● **Exercise objective**
Rewrite every line of the listing below as a numbered list, omitting blank lines. Leave out the pictures.

▼

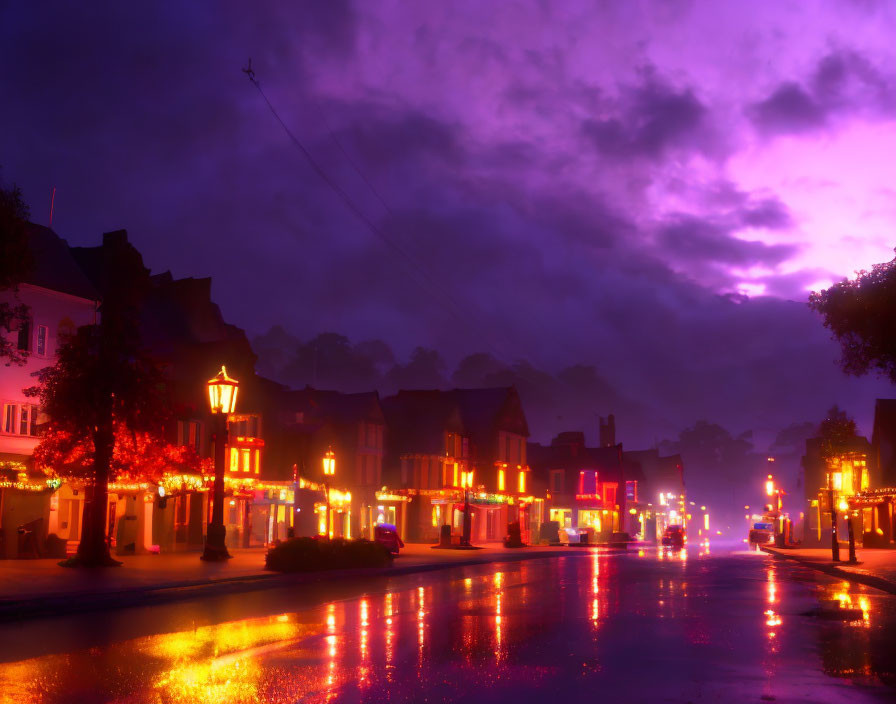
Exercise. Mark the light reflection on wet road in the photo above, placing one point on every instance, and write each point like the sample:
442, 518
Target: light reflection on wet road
643, 626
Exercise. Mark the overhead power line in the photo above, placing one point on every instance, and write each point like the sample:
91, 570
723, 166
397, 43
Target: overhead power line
414, 268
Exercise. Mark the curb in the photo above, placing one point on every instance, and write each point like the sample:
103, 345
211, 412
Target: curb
12, 609
869, 580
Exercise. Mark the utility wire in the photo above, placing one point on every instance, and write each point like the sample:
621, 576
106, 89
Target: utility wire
434, 289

▲

● **The response**
1. Exercise. Mark the light reflection on wet road in the photo above, placing one point on every instance, and write each point like the sample:
2. 442, 518
3. Target: light reflection on wet road
4. 643, 626
5. Exercise. Mark the overhead power line in the photo above, placing one point on every instance, and write each point like the sample:
6. 91, 570
7. 723, 166
8. 397, 43
9. Target: overhead power line
10. 414, 268
11. Exercise. Mark the curb in the photo above, placing one point on every instance, and write each point like the sample:
12. 103, 345
13. 211, 412
14. Target: curb
15. 12, 609
16. 869, 580
17. Exercise. Mark the utility wire in the photo above, placing one point on every instance, and write each point like the sample:
18. 621, 576
19. 106, 89
20. Target: utility wire
21. 434, 289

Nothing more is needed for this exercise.